# Task to complete
Copy out the rows below word for word, keeping every line unchanged and in its original order.

(Point annotation records)

· · ·

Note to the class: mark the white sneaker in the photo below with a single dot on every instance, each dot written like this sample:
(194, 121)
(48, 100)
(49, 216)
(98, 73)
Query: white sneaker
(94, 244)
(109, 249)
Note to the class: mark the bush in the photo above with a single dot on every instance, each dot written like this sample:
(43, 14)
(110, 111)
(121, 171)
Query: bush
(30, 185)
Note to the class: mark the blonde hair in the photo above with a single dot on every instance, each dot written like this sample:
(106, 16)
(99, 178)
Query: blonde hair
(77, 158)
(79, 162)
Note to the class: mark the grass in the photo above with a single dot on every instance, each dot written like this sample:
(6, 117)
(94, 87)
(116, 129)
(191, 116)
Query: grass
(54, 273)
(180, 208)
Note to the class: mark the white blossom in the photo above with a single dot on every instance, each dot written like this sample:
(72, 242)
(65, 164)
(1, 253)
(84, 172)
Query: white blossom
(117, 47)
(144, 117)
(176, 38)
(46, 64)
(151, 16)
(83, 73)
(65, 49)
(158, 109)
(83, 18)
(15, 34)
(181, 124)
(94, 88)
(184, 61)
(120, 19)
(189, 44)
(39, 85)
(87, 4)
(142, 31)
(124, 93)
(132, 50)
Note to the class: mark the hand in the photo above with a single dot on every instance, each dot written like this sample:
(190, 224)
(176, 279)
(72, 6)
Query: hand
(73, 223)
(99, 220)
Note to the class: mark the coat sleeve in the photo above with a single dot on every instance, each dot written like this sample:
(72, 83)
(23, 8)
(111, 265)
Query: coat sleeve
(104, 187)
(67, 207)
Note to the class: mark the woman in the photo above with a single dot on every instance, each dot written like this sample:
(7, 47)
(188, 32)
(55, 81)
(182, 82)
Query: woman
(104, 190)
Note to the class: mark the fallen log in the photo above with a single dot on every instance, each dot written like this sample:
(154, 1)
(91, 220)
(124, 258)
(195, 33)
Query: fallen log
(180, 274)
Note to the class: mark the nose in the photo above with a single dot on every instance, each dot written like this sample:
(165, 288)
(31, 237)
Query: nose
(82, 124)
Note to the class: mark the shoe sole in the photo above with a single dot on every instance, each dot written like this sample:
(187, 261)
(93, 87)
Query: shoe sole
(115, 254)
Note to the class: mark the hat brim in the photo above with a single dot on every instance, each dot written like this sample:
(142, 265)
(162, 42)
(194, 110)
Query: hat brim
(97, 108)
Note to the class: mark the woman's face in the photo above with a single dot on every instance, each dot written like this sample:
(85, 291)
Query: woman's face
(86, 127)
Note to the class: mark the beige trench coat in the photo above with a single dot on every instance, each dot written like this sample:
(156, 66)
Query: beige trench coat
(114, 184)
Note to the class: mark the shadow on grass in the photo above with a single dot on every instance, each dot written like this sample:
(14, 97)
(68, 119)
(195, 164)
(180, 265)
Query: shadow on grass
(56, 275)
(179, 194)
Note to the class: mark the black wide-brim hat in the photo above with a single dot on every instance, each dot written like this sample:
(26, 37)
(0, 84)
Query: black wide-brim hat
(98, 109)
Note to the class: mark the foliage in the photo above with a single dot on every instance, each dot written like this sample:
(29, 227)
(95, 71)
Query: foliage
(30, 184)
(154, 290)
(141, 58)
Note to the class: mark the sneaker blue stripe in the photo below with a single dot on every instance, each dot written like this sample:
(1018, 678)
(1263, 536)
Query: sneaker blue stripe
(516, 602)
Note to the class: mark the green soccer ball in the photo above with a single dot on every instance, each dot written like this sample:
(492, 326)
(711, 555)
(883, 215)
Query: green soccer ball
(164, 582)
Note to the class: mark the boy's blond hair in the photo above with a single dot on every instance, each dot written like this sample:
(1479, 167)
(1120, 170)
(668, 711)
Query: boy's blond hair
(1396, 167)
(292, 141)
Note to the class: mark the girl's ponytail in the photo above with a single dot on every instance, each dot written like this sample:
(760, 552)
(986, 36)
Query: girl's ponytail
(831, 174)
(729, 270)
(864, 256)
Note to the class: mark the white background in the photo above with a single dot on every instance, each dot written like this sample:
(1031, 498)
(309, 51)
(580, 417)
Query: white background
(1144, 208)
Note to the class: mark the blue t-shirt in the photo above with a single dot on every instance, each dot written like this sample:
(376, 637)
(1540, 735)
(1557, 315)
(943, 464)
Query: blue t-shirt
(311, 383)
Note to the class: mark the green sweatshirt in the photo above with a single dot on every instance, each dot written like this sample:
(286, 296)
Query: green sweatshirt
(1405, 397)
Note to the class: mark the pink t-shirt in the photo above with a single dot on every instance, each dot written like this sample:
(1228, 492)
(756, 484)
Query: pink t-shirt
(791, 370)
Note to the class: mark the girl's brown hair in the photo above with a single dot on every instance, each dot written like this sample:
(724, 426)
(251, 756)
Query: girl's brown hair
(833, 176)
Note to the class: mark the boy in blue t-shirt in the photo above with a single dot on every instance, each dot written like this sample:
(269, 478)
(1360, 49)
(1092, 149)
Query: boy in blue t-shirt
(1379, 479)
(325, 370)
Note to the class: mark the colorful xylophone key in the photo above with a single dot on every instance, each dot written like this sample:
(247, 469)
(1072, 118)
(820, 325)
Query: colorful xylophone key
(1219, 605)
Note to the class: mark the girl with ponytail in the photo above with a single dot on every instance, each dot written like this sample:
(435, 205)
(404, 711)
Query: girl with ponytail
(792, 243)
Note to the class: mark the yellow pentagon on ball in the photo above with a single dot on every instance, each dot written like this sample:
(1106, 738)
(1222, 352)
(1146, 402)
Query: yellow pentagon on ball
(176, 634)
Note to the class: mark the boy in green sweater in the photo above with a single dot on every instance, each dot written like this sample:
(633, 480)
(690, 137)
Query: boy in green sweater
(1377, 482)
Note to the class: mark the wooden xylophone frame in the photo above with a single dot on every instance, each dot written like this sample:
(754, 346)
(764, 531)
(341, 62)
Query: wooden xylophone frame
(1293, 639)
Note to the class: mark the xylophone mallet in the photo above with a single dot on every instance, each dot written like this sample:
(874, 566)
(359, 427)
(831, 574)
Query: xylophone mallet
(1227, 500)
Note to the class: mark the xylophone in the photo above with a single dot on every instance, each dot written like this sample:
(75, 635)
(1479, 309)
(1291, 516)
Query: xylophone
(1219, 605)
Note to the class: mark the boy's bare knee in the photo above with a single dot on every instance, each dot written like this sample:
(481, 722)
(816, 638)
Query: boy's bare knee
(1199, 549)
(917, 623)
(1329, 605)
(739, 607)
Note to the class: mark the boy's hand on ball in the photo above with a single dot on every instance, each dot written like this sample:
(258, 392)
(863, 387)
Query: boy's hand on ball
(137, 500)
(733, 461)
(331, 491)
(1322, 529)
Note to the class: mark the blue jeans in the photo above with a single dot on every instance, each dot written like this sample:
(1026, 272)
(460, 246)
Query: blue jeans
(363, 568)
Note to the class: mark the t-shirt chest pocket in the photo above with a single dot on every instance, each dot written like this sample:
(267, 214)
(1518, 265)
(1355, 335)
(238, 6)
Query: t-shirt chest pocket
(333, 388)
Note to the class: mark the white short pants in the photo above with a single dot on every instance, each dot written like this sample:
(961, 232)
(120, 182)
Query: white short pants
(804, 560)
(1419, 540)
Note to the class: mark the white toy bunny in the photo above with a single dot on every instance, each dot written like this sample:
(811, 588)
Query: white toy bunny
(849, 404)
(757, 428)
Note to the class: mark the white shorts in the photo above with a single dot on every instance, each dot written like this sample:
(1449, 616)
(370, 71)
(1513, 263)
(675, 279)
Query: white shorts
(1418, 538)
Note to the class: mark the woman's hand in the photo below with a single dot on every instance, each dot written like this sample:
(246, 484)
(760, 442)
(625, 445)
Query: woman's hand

· · ·

# The reply
Note to the class: mark the white sneaker in the photo below with a single dot on every instance, each dot written like this sample:
(194, 121)
(48, 100)
(49, 216)
(98, 73)
Query: white sneaker
(94, 244)
(109, 249)
Note to the class: mark the bush in the photo above with a single dot on every instance, each dot written like this sample:
(43, 14)
(110, 111)
(121, 171)
Query: bush
(30, 185)
Note to the class: mark the blonde hair in the photo above with a single dot on every instance, each dot written like this sample:
(106, 16)
(99, 178)
Query: blonde hair
(77, 158)
(79, 162)
Note to the class: mark the grass in the photo above with a single dot on every instance, each dot written like this sample:
(6, 117)
(94, 87)
(116, 129)
(191, 116)
Query: grass
(54, 273)
(180, 208)
Note to the class: mark the white blossom in the photo above with a single dot on every instance, each dot written like this sample:
(72, 242)
(65, 164)
(1, 253)
(84, 172)
Query: white blossom
(117, 47)
(144, 117)
(176, 38)
(46, 64)
(151, 16)
(83, 73)
(65, 49)
(158, 109)
(83, 18)
(15, 34)
(181, 124)
(94, 88)
(184, 61)
(120, 19)
(189, 44)
(39, 85)
(87, 4)
(142, 31)
(124, 93)
(132, 50)
Note to the class: mark the hand in the photo above with a single dot on every instance, each dot written like this sample:
(190, 224)
(176, 279)
(72, 6)
Query: hand
(73, 223)
(99, 220)
Note to the class: mark the coat sleeve in the photo above with a single dot on every instance, each dot written like this sample:
(72, 83)
(23, 8)
(111, 265)
Query: coat sleeve
(104, 187)
(67, 207)
Note to the class: mark the woman in the photo above with a single dot on every instance, each dot written like this sample:
(7, 47)
(188, 32)
(55, 81)
(182, 82)
Query: woman
(104, 190)
Note to the class: mark the fallen log in the photo above with a single dot on every instance, each dot written like this sample:
(154, 1)
(91, 220)
(124, 258)
(195, 33)
Query: fallen log
(180, 274)
Note to the class: mark the nose in the photo above with a single dot on every instance, each dot written like this sample:
(165, 288)
(31, 237)
Query: nose
(82, 124)
Note to the class: mark the shoe sole in the photo above with a single dot on every instance, each dot written like this sample:
(187, 261)
(93, 87)
Query: shoe sole
(115, 254)
Note to the class: mark the hat brim in the photo above with a single dot on every instance, each dot written like this sample:
(142, 265)
(162, 42)
(194, 110)
Query: hat brim
(97, 108)
Note to the class: mark the woman's face in the photo above with a single dot on every instance, each dot written like this sample:
(85, 291)
Query: woman's face
(86, 127)
Note to the class: mark the beige trench coat in the photo above with a single dot on every instance, each dot written like this sample:
(156, 66)
Query: beige trench coat
(114, 184)
Note to the class: mark the shadow on grass in the photo above with a single dot on every instance, each dot written like this sample:
(14, 97)
(68, 119)
(195, 164)
(180, 265)
Query: shadow on grass
(56, 275)
(179, 194)
Note to the class: mark the black wide-brim hat in the photo above with a single dot on every instance, each dot written like this sample:
(26, 37)
(0, 84)
Query: black wide-brim hat
(98, 109)
Note to the class: mark the foliage in the photo above with a single dot on every instance, each dot written like this sample:
(29, 227)
(95, 71)
Query: foliage
(30, 184)
(154, 290)
(141, 58)
Note to the class: mark the sneaker blue stripe in the photo below with a single dot on every instance, each dot written like this sample:
(1018, 678)
(1263, 536)
Query: sneaker blue stripe
(516, 602)
Note to the class: mark the green soccer ball in the photo above with a single dot on every instance, each dot written like this sample:
(492, 326)
(711, 555)
(883, 215)
Query: green soccer ball
(164, 582)
Note to the class: mark the boy's blond hair in the photo above with a single dot on every instance, each dot written like this sample:
(1479, 167)
(1120, 170)
(668, 711)
Query: boy's blond hair
(1396, 167)
(292, 141)
Note to the class: mark the girl's ponytail in the photo above with a single dot on every instance, each dot written like this sample:
(760, 552)
(986, 36)
Query: girl's ponytail
(831, 174)
(729, 270)
(864, 256)
Note to the class: mark the white background in the photo above with a single dot on every instance, each dot written like this sample:
(1031, 498)
(309, 51)
(580, 417)
Query: white background
(1144, 208)
Note to the class: mark the blue t-shirt in the photo above with a single dot on every instance, each dot written like this sample:
(376, 637)
(1540, 735)
(1557, 315)
(943, 464)
Query: blue t-shirt
(311, 383)
Note to the class: mark the green sweatshirt in the photo above with a single dot on every instance, each dot written like this sample:
(286, 296)
Query: green sweatshirt
(1405, 397)
Note to the class: mark the pink t-shirt in the photo above with a single dot on every instance, each dot written like this sample:
(1228, 492)
(756, 484)
Query: pink t-shirt
(791, 370)
Note to the class: mark the girl's brown hair in the photo above with a single dot on every instance, each dot written like this sample:
(724, 426)
(251, 756)
Query: girl's brown hair
(833, 176)
Note to the class: mark the boy in blue t-shirt in the photo above with a single dot on every instance, each dot written like this sample:
(269, 478)
(1360, 49)
(1092, 149)
Query: boy in blue t-shirt
(1379, 479)
(325, 370)
Note to the class: mark the colorful xylophone key in the photo above with a single dot on every instance, each dot written like this sample:
(247, 469)
(1072, 118)
(820, 325)
Query: colorful xylophone key
(1219, 605)
Note to the class: mark the girl with ponytail in the photo above with a single dot on every instance, each dot written like this sample:
(435, 205)
(404, 711)
Query: girl with ponytail
(792, 243)
Note to the class: mark the yellow pentagon on ball in the photo above with a single dot on every instance, each dot written like this sample:
(1106, 738)
(1222, 352)
(1146, 402)
Query: yellow pentagon on ball
(176, 634)
Note to the class: mark the boy in green sweater in the photo above with a single dot on every instance, each dot written like this sample:
(633, 480)
(690, 137)
Query: boy in green sweater
(1377, 482)
Note to the class: mark the wooden xylophone frame in the photo above with a single dot on every instance, each dot written like this sample:
(754, 346)
(764, 531)
(341, 62)
Query: wooden xylophone frame
(1293, 639)
Note to the class: mark the xylophone mallet in the photo above with a single dot on every instance, each dot written like this sample:
(874, 566)
(359, 427)
(831, 574)
Query: xylophone mallet
(1227, 500)
Note to the class: mark the xylophone in the photo above with a single dot on every instance, each dot written like this sample:
(75, 635)
(1479, 309)
(1291, 516)
Query: xylophone
(1219, 605)
Note to the class: mark the boy's bare knee in the photo above with a single dot on every instance, each dot written like this sample:
(481, 722)
(816, 638)
Query: boy's bare knee
(1199, 549)
(917, 623)
(1329, 605)
(739, 607)
Note to the class: mark the boy's hand on ball in the photo above with a single dot on every instance, each dot written like this sample:
(258, 392)
(863, 387)
Query: boy's hand on ball
(137, 500)
(733, 461)
(331, 491)
(1322, 529)
Note to the class: mark the blue jeans in the photo above with a single dot on every instance, each dot written like this sample:
(1026, 272)
(460, 246)
Query: blue jeans
(363, 568)
Note to the class: mark the t-shirt chest pocket in the photo above with a single dot on every instance, each dot written like this sample:
(267, 214)
(1518, 265)
(1355, 335)
(238, 6)
Query: t-shirt chest pocket
(333, 388)
Note to the class: mark the white short pants in the photo above with a single dot on every instance, each dot written like this sample:
(961, 232)
(120, 182)
Query: white short pants
(804, 560)
(1419, 540)
Note to the class: mark the white toy bunny in the photo above with a single dot on every instance, each dot written like this sample:
(811, 588)
Query: white toy bunny
(849, 404)
(757, 428)
Note to the class: mark the white shorts in the photo above with a single dot on every instance, each dot written like this sample:
(1449, 616)
(370, 71)
(1513, 263)
(675, 279)
Query: white shorts
(1418, 538)
Note to the class: mark the woman's hand in the photo below with a single dot on every instance, each dot written like this sample:
(246, 484)
(760, 442)
(625, 445)
Query: woman's hand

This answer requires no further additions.